| Passage |
## BEGIN
They are using AI the same way everyone else is using it - to optimise. AI isn't replacing the machine — it's turbocharging it. More efficiency, more scale, more empire. AI in this context is not a product. It's a leverage multiplier on already incomprehensible leverage. One good AI system can do what thousands of engineers did. That's not cost-cutting — that's compressing the distance between vision and execution for people who already have unlimited capital.
The best that can be said of them — and it is not much — is that they may believe, in their engineer's way, that a well-oiled capitalist machine eventually raises standards of living for all. It is also the belief of people who are not scientists but builders.
V. Envisioning the Moneyless World
The assumption that money is an essential motivator for human behaviour is as unfounded as the claim that without religion, people would abandon morality. Both arguments assert that humans require an external control mechanism because they cannot be intrinsically driven. Both are, not coincidentally, arguments made by those who benefit from the control mechanism existing.
How can we envision a moneyless world when we can’t even imagine how it would work? That’s true.
## END
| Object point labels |
## BEGIN
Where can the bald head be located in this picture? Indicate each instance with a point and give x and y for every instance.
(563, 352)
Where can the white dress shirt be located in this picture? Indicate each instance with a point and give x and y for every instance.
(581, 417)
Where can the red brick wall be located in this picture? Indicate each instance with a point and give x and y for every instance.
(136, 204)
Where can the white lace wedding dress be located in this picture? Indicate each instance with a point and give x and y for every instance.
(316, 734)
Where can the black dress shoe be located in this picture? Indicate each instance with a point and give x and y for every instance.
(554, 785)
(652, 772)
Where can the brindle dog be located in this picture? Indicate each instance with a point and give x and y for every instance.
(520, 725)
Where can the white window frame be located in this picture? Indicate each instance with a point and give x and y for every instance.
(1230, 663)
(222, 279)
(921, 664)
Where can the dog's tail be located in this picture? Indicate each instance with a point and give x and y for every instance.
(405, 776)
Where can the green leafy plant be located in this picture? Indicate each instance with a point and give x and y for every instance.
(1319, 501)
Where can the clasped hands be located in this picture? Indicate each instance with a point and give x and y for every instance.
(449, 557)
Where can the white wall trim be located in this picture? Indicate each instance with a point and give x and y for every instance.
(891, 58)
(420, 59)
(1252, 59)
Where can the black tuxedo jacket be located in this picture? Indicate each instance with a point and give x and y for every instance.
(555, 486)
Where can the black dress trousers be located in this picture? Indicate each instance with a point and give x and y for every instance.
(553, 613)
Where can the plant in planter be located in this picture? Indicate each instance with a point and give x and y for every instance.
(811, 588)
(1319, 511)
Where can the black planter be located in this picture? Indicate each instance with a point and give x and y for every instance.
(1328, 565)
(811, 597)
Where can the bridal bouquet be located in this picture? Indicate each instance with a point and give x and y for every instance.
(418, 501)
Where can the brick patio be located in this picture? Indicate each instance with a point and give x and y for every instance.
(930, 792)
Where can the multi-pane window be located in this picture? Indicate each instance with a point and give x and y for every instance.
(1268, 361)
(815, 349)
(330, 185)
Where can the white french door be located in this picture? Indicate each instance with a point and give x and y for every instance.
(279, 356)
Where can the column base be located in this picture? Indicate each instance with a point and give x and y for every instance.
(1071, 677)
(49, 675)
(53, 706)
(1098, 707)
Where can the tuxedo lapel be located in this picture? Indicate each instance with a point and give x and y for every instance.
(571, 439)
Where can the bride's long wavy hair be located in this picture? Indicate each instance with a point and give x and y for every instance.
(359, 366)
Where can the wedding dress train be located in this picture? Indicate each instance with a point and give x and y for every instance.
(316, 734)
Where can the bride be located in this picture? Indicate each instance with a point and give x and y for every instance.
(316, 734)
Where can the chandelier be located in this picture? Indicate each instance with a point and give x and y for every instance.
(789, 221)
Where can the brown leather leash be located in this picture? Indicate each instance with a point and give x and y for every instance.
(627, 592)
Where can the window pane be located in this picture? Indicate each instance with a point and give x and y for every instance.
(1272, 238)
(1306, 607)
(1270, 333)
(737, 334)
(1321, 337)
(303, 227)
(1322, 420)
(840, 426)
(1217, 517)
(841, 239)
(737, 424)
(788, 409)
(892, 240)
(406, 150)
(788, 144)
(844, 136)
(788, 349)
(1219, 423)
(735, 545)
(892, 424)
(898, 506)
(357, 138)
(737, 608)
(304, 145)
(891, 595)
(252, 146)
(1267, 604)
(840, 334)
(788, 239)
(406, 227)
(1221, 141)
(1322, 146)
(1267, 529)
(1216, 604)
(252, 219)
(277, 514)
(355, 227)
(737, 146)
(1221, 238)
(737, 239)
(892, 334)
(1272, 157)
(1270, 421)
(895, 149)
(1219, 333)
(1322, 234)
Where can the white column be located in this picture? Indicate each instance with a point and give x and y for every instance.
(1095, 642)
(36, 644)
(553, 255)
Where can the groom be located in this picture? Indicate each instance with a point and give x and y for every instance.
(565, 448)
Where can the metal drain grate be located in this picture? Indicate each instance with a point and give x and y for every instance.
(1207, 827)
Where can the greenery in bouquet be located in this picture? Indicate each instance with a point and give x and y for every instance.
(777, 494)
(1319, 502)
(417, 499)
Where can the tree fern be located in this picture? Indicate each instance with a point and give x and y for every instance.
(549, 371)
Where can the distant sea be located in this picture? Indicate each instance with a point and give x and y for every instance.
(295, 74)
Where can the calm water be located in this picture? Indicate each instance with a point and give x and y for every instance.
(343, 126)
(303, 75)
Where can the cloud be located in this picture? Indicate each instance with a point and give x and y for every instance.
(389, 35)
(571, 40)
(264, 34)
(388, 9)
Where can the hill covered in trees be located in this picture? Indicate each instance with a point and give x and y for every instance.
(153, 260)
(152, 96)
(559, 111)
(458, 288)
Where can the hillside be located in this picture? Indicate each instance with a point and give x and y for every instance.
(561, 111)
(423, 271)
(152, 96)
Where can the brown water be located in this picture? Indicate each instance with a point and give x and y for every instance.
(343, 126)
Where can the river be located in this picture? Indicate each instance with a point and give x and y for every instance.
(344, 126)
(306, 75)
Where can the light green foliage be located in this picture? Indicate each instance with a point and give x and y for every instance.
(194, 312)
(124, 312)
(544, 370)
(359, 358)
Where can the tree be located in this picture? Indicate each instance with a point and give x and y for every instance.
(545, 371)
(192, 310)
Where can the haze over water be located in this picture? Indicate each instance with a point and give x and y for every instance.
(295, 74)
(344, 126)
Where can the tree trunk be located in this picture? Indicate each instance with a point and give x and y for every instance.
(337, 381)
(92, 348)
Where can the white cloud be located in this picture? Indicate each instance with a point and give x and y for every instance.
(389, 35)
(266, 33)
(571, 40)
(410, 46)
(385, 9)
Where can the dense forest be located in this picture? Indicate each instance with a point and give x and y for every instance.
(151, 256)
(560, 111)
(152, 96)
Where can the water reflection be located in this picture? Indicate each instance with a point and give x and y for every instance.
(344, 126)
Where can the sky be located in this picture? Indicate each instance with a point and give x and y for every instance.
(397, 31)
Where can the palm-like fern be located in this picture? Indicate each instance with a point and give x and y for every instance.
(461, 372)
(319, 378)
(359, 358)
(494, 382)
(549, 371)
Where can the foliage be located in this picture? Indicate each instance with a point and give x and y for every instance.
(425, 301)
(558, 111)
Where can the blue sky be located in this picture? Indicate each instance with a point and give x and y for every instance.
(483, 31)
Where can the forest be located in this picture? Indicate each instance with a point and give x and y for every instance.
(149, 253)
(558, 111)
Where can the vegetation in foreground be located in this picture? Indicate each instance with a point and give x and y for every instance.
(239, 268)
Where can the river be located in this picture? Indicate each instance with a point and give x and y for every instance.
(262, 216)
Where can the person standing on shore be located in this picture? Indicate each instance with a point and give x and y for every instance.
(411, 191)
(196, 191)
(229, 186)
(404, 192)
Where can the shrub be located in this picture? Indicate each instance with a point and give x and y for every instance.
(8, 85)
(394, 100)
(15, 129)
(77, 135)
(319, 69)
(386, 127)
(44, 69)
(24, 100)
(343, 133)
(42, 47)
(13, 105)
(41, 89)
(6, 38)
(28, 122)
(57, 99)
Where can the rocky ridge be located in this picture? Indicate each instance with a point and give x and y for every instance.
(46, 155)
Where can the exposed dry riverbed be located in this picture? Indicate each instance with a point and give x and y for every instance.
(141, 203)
## END
| Exercise task A |
Reproduce everything in the essay on money from "They are using" down to "scientists but builders.".
| Exercise task B |
Carry on the essay on money from the point where it stops.

| Reply A |
They are using AI the same way everyone else is using it - to optimise. AI isn't replacing the machine — it's turbocharging it. More efficiency, more scale, more empire. AI in this context is not a product. It's a leverage multiplier on already incomprehensible leverage. One good AI system can do what thousands of engineers did. That's not cost-cutting — that's compressing the distance between vision and execution for people who already have unlimited capital.
The best that can be said of them — and it is not much — is that they may believe, in their engineer's way, that a well-oiled capitalist machine eventually raises standards of living for all. It is also the belief of people who are not scientists but builders.

| Reply B |
The science fiction franchises that have thought most seriously about this — Star Trek and The Orville. Their moneyless worlds are without money, yes, but not without competition or ambition. Men will still compete. Competition doesn't disappear without money. It redirects. They will compete to be the best doctor, the finest engineer, the most accomplished artist, the most respected scientist. Sexual selection will persist. Status hierarchies will persist. What will not persist is the mediation of all human value through a single abstraction called money. These words are not utopias; they are not perfect. There can never be a perfect society. There can be progressive/advanced or regressive/primitive societies.
Seth MacFarlane devoted an entire season finale of The Orville to a direct argument: that a society organised around monetary exchange is a primitive one, not an inevitable one. Instead of money, your social standing reflects what you've contributed. Open-source communities already do this informally. Your "score" on GitHub is your peer recognition.
In Star Trek, replicators eliminated scarcity. Once scarcity is eliminated, money loses its function. Interestingly — AI and automation might actually get us there.
The organisational question — how do you allocate resources without price signals? — is genuinely hard. Soviet central planning failed because human administrators could not process information at the required scale. But a sufficiently advanced artificial intelligence theoretically could. The deepest problem is not algorithmic, however. It is political: whoever controls the AI that performs allocation becomes the new capital class.
Even without money, power concentrates. How do we solve this?
Decentralization of power. That's the hope. But decentralization is incredibly hard to maintain. Here's why: Every organization, no matter how democratic it starts, eventually gets captured by a small elite. Even communist revolutions meant to destroy hierarchy produced Stalin and Mao. The structure mutates back toward concentration.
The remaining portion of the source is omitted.